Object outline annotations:
** start **

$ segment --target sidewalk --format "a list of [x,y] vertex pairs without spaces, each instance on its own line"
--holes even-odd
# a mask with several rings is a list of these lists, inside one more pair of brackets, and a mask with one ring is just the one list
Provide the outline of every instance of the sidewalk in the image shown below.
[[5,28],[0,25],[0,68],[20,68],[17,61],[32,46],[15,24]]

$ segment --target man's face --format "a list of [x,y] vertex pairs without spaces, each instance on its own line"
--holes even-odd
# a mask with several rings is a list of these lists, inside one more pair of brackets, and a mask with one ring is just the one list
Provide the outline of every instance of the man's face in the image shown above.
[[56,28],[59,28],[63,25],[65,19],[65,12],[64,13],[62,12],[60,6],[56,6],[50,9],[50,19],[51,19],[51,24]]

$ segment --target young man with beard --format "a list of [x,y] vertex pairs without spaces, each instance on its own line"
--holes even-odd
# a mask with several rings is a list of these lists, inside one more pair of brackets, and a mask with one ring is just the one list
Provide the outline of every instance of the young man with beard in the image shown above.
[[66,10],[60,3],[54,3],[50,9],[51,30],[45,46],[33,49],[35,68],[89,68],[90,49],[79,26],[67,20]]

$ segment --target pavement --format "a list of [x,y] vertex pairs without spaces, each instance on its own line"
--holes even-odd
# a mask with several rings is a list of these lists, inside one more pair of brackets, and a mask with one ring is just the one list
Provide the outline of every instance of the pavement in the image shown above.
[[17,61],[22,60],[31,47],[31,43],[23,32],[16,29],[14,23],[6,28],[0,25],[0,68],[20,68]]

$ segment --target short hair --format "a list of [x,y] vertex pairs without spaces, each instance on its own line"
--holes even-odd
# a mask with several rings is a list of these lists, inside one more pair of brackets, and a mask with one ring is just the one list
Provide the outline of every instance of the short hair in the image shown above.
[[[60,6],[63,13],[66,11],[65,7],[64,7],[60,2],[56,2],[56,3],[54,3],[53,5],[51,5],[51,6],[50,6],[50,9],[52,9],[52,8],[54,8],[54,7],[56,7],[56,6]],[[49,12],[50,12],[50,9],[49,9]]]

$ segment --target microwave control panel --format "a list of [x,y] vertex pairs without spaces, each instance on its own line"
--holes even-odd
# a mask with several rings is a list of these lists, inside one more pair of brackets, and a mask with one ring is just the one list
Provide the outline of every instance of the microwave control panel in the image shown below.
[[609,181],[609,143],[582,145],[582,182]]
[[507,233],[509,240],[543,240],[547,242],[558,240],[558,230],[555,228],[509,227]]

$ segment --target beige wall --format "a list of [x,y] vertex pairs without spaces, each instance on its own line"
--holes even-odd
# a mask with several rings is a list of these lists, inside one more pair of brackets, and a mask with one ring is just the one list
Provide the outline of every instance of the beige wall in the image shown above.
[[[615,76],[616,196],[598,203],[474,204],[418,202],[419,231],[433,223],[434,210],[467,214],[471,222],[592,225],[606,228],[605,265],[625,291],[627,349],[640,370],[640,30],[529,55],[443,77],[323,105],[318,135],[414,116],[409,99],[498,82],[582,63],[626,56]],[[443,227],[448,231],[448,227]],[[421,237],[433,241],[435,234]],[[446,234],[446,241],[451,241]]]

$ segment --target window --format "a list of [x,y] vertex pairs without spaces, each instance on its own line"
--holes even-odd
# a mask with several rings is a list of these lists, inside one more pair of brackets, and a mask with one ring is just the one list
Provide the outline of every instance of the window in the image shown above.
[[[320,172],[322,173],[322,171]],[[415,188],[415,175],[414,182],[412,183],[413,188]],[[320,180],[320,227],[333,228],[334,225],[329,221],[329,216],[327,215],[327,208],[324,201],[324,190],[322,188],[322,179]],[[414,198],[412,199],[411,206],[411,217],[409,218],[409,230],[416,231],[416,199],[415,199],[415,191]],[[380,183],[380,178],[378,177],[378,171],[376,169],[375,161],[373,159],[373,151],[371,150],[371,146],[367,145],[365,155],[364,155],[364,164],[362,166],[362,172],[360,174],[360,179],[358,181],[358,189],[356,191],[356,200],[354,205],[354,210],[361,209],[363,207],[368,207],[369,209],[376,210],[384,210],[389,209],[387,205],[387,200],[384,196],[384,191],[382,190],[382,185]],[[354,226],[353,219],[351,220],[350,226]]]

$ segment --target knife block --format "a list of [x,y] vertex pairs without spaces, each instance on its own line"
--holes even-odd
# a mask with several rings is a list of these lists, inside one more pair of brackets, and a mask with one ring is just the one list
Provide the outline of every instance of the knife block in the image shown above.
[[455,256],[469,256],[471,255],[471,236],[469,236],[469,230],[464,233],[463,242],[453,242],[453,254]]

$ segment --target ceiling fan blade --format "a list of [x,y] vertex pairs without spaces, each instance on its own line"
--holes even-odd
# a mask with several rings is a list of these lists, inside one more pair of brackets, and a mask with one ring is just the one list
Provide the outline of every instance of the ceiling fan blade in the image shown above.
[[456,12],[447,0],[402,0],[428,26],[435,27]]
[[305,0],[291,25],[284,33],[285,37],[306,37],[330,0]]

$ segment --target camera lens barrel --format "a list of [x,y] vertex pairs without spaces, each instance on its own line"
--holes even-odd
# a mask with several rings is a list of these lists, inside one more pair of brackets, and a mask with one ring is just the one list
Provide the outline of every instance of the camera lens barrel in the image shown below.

** end **

= GIVEN EXERCISE =
Rewrite the data above, replacing "Provide" with "Give" throughout and leaving everything else unchanged.

= COMPLETE ANSWER =
$ segment --target sidewalk --format "a list of [x,y] vertex pairs without spaces, each instance on its own line"
--holes even-odd
# a mask with several rings is a list of these lists, inside one more pair of brackets, and a mask with one ring is just the one list
Give the outline of every instance of the sidewalk in the image shown below.
[[5,28],[0,25],[0,68],[20,68],[17,61],[32,46],[15,24]]

$ segment --target man's face --format "a list of [x,y] vertex pairs without spaces, each instance on its own line"
--holes even-odd
# a mask with several rings is a list of these lists, inside one more pair of brackets, and a mask with one ring is just the one list
Give the outline of every instance of the man's face in the image shown above.
[[56,28],[59,28],[63,25],[65,19],[65,12],[64,13],[62,12],[60,6],[56,6],[50,9],[50,19],[51,19],[51,24]]

$ segment --target young man with beard --format "a list of [x,y] vertex pairs without spaces, each instance on its own line"
--holes even-odd
# a mask with several rings is a list of these lists, inside one more pair of brackets, and a mask with one ring is just the one list
Give the outline of every instance of the young man with beard in the image shown above.
[[66,10],[60,3],[54,3],[50,9],[51,30],[45,46],[33,49],[35,68],[89,68],[90,49],[79,26],[67,20]]

$ segment --target pavement --format "a list of [x,y] vertex pairs without spaces, each instance on its own line"
--holes even-odd
# a mask with several rings is a list of these lists, inside one more pair of brackets, and a mask with one ring is just the one list
Give the outline of every instance of the pavement in the image shown above.
[[17,61],[22,60],[31,47],[31,43],[23,32],[16,29],[14,23],[6,28],[0,25],[0,68],[20,68]]

$ segment --target short hair --format "a list of [x,y] vertex pairs without spaces, each instance on its own line"
--holes even-odd
# a mask with several rings is a list of these lists, inside one more pair of brackets, and a mask with one ring is just the one list
Give the outline of every instance of the short hair in the image shown above.
[[[60,6],[63,13],[66,11],[65,7],[64,7],[60,2],[56,2],[56,3],[54,3],[53,5],[51,5],[51,6],[50,6],[50,9],[52,9],[52,8],[54,8],[54,7],[56,7],[56,6]],[[49,12],[50,12],[50,9],[49,9]]]

$ segment --target microwave control panel --format "a list of [x,y] vertex pairs without spaces, each instance on its own line"
--holes even-odd
# a mask with several rings is a list of these lists, inside one more pair of brackets, and a mask with one ring is just the one list
Give the outline of every instance of the microwave control panel in the image shown below.
[[609,181],[609,143],[582,145],[582,182]]
[[507,233],[509,240],[543,240],[547,242],[558,240],[558,230],[555,228],[509,227]]

$ segment --target beige wall --format "a list of [x,y] vertex pairs without spaces, each instance on its own line"
--holes even-odd
# a mask with several rings is a list of these lists, inside one more pair of brackets, and a mask with one ring is just the one list
Give the outline of every instance of the beige wall in the image shown above.
[[[615,76],[616,196],[598,203],[474,204],[418,202],[419,231],[433,223],[434,210],[467,214],[471,222],[592,225],[606,228],[605,265],[625,291],[627,349],[640,370],[640,30],[529,55],[443,77],[323,105],[318,135],[414,116],[409,99],[498,82],[582,63],[626,56]],[[443,227],[448,231],[448,227]],[[421,237],[433,241],[435,234]],[[446,234],[446,241],[451,241]]]

$ segment --target window --format "a list of [x,y] vertex pairs without spaces, each instance on its own line"
--holes even-odd
# a mask with several rings is a list of these lists, inside one more pair of brackets, and a mask with one ring is just the one list
Give the outline of every instance of the window in the image shown above.
[[[320,172],[322,173],[322,171]],[[415,188],[415,175],[414,182],[412,183],[413,188]],[[320,180],[320,227],[333,228],[334,225],[329,221],[329,216],[327,215],[327,208],[324,201],[324,190],[322,188],[322,179]],[[414,198],[412,199],[411,206],[411,217],[409,218],[409,230],[416,231],[416,199],[415,199],[415,191]],[[380,183],[380,178],[378,177],[378,171],[376,169],[375,161],[373,159],[373,151],[371,150],[371,146],[367,145],[365,155],[364,155],[364,164],[362,166],[362,172],[360,174],[360,179],[358,181],[358,189],[356,191],[356,200],[354,205],[354,210],[361,209],[363,207],[368,207],[369,209],[376,210],[384,210],[389,209],[387,205],[387,200],[384,196],[384,191],[382,190],[382,185]],[[354,226],[353,219],[351,220],[350,226]]]

$ segment --target knife block --format "a list of [x,y] vertex pairs without spaces, each instance on its own line"
--holes even-odd
# a mask with several rings is a list of these lists, inside one more pair of brackets, and a mask with one ring is just the one list
Give the outline of every instance of the knife block in the image shown above.
[[455,256],[469,256],[471,255],[471,236],[469,236],[469,230],[464,233],[463,242],[453,242],[453,254]]

$ segment --target ceiling fan blade --format "a list of [x,y] vertex pairs without spaces, each instance on its own line"
--holes even-odd
# a mask with several rings is a list of these lists, inside one more pair of brackets, and a mask with one ring is just the one list
Give the outline of every instance of the ceiling fan blade in the image shown above.
[[456,12],[447,0],[402,0],[428,26],[435,27]]
[[305,0],[291,25],[284,33],[285,37],[306,37],[330,0]]

$ segment --target camera lens barrel --format "a list of [x,y] vertex pairs without spaces, each instance on its own line"
--holes even-odd
# a mask with several rings is a list of these lists, inside one more pair of brackets, and a mask with one ring is just the one list
Give the outline of every instance of the camera lens barrel in the image shown below.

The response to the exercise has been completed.